## [BRIEF]
Please continue the personal account below about questioning faith and the resurrection, picking up after its last sentence.

The first line came back 7 seconds later…
“Assuming you already accept that miracles are possible, the case for the resurrection becomes significantly stronger.”
Something broke in me in that moment. I can’t explain it. It was like I stood at the edge of the cliff and said “I’m willing to jump if you tell me this is different than everything I’ve ever believed.” Or if we want to use a biblical story, I felt like Abraham with his son Isaac on the rock. Willing to sacrifice my faith and identity if I had been wrong for 44 years.
And in that moment, yes - I realize it’s AI… came back with — “the case for the resurrection becomes significantly stronger.”
I burst into tears.
I started asking question after question. Pushing back, pushing back… but what about this… what about this… what about this… what about this…
Stronger, stronger, stronger still. My heart racing.
I had spent the last 12 years wandering, wrestling, ignoring these questions… and finally, I had deconstructed everything down to one simple truth (for me)….
Jesus Christ died by crucifixion and rose from the dead three days later.
Let everything fall to the ground and burn up, I could figure it out later. I don’t need to wrestle with every other theological question that swirls around me. I don’t have to go back to Church. I don’t have to align with anyone else’s political ideology. I don’t have to change my business or my life.
I can sit in that belief and let it be.
I don’t wish on anyone the anguish I’ve been in. But I do hope that you spend time questioning your worldview.

## [INPUT DATA]
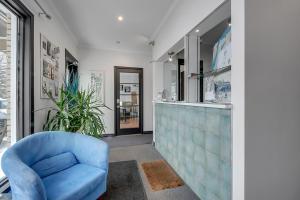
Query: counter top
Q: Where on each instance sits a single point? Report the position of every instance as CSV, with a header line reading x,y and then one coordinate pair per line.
x,y
207,105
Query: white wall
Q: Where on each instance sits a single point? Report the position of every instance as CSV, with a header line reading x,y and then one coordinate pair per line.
x,y
55,31
105,60
272,110
185,15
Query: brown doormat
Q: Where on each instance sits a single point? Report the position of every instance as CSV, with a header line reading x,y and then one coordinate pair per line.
x,y
160,175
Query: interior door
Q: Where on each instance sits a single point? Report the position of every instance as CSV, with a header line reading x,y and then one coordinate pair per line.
x,y
128,100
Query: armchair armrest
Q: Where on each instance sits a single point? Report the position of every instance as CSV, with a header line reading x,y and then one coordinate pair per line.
x,y
24,182
92,151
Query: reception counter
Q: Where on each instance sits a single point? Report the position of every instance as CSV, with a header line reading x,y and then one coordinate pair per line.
x,y
195,139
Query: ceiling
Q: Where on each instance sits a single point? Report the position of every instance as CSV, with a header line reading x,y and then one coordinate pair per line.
x,y
95,24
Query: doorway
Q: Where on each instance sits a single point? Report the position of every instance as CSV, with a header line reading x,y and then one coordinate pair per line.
x,y
128,100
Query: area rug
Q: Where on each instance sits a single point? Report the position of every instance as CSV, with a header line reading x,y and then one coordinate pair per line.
x,y
124,182
161,176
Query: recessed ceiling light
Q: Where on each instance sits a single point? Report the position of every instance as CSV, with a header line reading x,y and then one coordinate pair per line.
x,y
120,18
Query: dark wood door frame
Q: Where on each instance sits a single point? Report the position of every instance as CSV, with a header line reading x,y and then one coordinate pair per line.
x,y
117,69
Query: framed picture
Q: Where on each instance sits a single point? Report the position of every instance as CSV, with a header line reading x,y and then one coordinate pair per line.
x,y
127,89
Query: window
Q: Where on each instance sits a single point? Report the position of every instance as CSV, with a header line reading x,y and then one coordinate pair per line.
x,y
16,91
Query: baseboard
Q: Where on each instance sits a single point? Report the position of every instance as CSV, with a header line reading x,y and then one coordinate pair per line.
x,y
148,132
108,135
112,134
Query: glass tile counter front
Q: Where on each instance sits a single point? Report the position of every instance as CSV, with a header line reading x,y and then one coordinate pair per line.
x,y
196,142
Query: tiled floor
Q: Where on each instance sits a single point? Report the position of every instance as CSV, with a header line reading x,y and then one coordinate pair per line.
x,y
144,153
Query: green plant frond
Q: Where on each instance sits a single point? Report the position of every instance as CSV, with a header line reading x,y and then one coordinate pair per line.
x,y
75,111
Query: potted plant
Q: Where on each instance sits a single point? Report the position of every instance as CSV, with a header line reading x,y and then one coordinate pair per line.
x,y
75,111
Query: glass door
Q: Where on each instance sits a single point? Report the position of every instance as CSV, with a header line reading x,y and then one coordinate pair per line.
x,y
128,100
8,81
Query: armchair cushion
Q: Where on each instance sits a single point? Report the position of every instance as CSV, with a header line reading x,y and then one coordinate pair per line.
x,y
54,164
73,183
79,171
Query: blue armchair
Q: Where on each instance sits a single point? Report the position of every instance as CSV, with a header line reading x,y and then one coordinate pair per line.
x,y
57,166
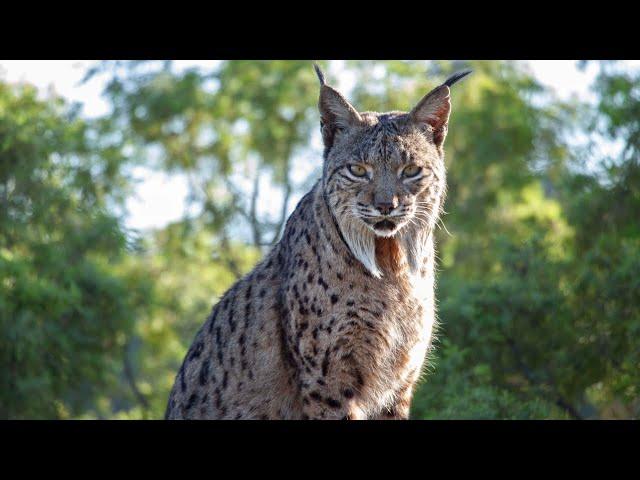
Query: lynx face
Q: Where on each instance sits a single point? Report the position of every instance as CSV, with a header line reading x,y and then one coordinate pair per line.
x,y
384,174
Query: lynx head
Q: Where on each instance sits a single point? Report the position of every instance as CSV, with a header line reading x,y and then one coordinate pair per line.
x,y
384,174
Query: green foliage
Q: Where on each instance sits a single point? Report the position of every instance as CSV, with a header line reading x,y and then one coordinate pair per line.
x,y
537,286
65,307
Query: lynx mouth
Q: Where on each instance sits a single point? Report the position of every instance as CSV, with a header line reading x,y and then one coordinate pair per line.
x,y
384,226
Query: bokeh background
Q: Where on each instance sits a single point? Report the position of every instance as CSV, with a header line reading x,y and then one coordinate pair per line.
x,y
134,193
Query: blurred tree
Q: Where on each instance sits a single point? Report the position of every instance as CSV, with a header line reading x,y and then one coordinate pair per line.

## [ANSWER TO THIS EXERCISE]
Hormesis is a biological phenomenon where exposure to a low dose of a potentially harmful agent or stressor stimulates a beneficial adaptive response. In exercise, weight lifting actually tears the muscle fibers and when they heal, they are stronger. I do think the tearing down was stronger, harder, and longer than it had it to be, but God kept me in it.
I don’t know why I feel compelled to share this, but I hope there’s a message for you in it somewhere, no matter your faith or religion.
With love & hope,
Julie
***It might seem odd that I wasn’t interested in exploring the evidence for God vs. no God. I’m not sure I can explain it. Maybe someday I will, but at no point in the 12 years did I really believe that God didn’t exist. I was mostly confused about the expression of God as He is portrayed in all the major religions (Christianity, Judaism, Islam). Especially around the afterlife, heaven, hell, and how to be here on Earth. I recognize if I was deconstructing my faith with an angle of atheism vs. a belief in God, that would look altogether different. But that wasn’t really where my wrestling landed and I’m at peace with that.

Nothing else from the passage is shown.